##### Extracted text #####

Sacked employees of KESC gather outside the office during a protest in Karachi.—AFP photo

KARACHI: After intense deliberations and the government’s intercession, the Karachi Electric Supply Company on Sunday night withdrew the order through which it had sacked 4,500 employees. The retrenchment had set off furious protests in Karachi, disabling the utility’s network in several areas of the city.

The decision was announced at the Governor’s House by the Federal Minister for Water and Power, Raja Pervez Ashraf, and the MQM’s deputy convener Dr Farooq Sattar while talking to media after several hours of consultations between a three-member committee.

The committee comprised Raza Rabbani, Khurshid Shah and Raja Pervez Ashraf.

Displaying the order signed by the KESC’s chief executive, Tabish Gohar, reversing the sacking of employees, Raja Pervez Ashraf expressed a hope that the workers would now call of their sit-in.

He said that the government holds 26 per cent shares in the company and not only believed in protecting rights of workers but also of the investors.

He lauded the efforts made by the Sindh Governor and Chief Minister besides coalition partners and especially the nine member committee constituted by the provincial government headed by the Sindh minister for Power Shazia Marri, which in fact had done the ground work and provided the basis for the outcome.

#####

◆ **Written instruction a**: Set down everything in the KESC article above from "The committee comprised" down to "of their sit-in.", word for word.

##### Entries supplied #####

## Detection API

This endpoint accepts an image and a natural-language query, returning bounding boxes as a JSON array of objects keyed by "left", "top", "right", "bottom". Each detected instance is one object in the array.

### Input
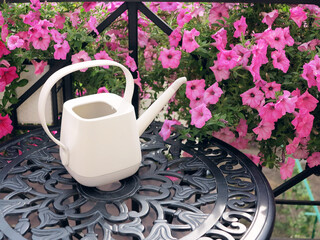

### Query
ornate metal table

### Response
[{"left": 0, "top": 123, "right": 275, "bottom": 240}]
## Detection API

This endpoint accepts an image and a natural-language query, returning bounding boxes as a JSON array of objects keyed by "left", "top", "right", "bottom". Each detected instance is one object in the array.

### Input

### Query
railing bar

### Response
[
  {"left": 138, "top": 3, "right": 173, "bottom": 35},
  {"left": 90, "top": 3, "right": 127, "bottom": 37},
  {"left": 273, "top": 168, "right": 314, "bottom": 197}
]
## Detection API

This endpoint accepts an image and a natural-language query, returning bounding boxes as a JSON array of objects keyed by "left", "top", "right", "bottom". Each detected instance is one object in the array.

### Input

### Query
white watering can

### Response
[{"left": 38, "top": 60, "right": 186, "bottom": 187}]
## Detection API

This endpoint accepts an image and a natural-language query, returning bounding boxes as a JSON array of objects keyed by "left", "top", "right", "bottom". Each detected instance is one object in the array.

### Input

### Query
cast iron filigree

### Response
[{"left": 0, "top": 123, "right": 274, "bottom": 240}]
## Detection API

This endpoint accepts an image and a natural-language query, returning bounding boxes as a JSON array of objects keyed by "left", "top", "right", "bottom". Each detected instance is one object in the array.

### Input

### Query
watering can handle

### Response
[{"left": 38, "top": 60, "right": 134, "bottom": 165}]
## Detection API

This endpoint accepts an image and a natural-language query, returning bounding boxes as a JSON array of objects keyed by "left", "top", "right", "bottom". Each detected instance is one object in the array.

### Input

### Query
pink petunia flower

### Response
[
  {"left": 0, "top": 114, "right": 13, "bottom": 138},
  {"left": 50, "top": 29, "right": 67, "bottom": 44},
  {"left": 0, "top": 11, "right": 4, "bottom": 26},
  {"left": 186, "top": 79, "right": 206, "bottom": 100},
  {"left": 245, "top": 153, "right": 261, "bottom": 166},
  {"left": 232, "top": 44, "right": 251, "bottom": 67},
  {"left": 301, "top": 63, "right": 317, "bottom": 88},
  {"left": 283, "top": 27, "right": 294, "bottom": 46},
  {"left": 236, "top": 118, "right": 248, "bottom": 137},
  {"left": 0, "top": 41, "right": 11, "bottom": 58},
  {"left": 292, "top": 145, "right": 309, "bottom": 159},
  {"left": 32, "top": 31, "right": 51, "bottom": 51},
  {"left": 30, "top": 0, "right": 41, "bottom": 11},
  {"left": 31, "top": 60, "right": 48, "bottom": 75},
  {"left": 53, "top": 40, "right": 70, "bottom": 60},
  {"left": 307, "top": 152, "right": 320, "bottom": 167},
  {"left": 286, "top": 137, "right": 300, "bottom": 154},
  {"left": 182, "top": 28, "right": 200, "bottom": 53},
  {"left": 189, "top": 103, "right": 212, "bottom": 128},
  {"left": 296, "top": 90, "right": 319, "bottom": 112},
  {"left": 280, "top": 157, "right": 295, "bottom": 180},
  {"left": 82, "top": 2, "right": 97, "bottom": 12},
  {"left": 126, "top": 55, "right": 138, "bottom": 72},
  {"left": 158, "top": 47, "right": 181, "bottom": 68},
  {"left": 0, "top": 67, "right": 19, "bottom": 87},
  {"left": 276, "top": 90, "right": 298, "bottom": 115},
  {"left": 169, "top": 27, "right": 182, "bottom": 47},
  {"left": 240, "top": 87, "right": 264, "bottom": 108},
  {"left": 271, "top": 50, "right": 290, "bottom": 73},
  {"left": 212, "top": 127, "right": 236, "bottom": 144},
  {"left": 252, "top": 120, "right": 274, "bottom": 141},
  {"left": 290, "top": 7, "right": 308, "bottom": 27},
  {"left": 177, "top": 8, "right": 192, "bottom": 27},
  {"left": 211, "top": 28, "right": 228, "bottom": 51},
  {"left": 53, "top": 13, "right": 66, "bottom": 29},
  {"left": 160, "top": 2, "right": 178, "bottom": 12},
  {"left": 71, "top": 50, "right": 91, "bottom": 72},
  {"left": 203, "top": 82, "right": 223, "bottom": 104},
  {"left": 97, "top": 87, "right": 109, "bottom": 93},
  {"left": 265, "top": 28, "right": 286, "bottom": 50},
  {"left": 262, "top": 9, "right": 279, "bottom": 28},
  {"left": 94, "top": 51, "right": 112, "bottom": 69},
  {"left": 209, "top": 3, "right": 229, "bottom": 24},
  {"left": 159, "top": 119, "right": 181, "bottom": 141},
  {"left": 291, "top": 108, "right": 314, "bottom": 138},
  {"left": 1, "top": 24, "right": 8, "bottom": 42},
  {"left": 259, "top": 102, "right": 282, "bottom": 122},
  {"left": 233, "top": 16, "right": 248, "bottom": 38},
  {"left": 262, "top": 82, "right": 281, "bottom": 99},
  {"left": 217, "top": 50, "right": 239, "bottom": 69},
  {"left": 210, "top": 61, "right": 230, "bottom": 82},
  {"left": 189, "top": 95, "right": 205, "bottom": 108},
  {"left": 7, "top": 35, "right": 24, "bottom": 50}
]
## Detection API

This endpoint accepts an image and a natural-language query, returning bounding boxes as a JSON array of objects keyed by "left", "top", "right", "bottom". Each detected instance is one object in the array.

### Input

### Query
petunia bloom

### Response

#####

◆ **Written instruction b**: List every line of the records above that contains the word "watering".

◆ **Task result a**:
The committee comprised Raza Rabbani, Khurshid Shah and Raja Pervez Ashraf.

Displaying the order signed by the KESC’s chief executive, Tabish Gohar, reversing the sacking of employees, Raja Pervez Ashraf expressed a hope that the workers would now call of their sit-in.

◆ **Task result b**:
white watering can
watering can handle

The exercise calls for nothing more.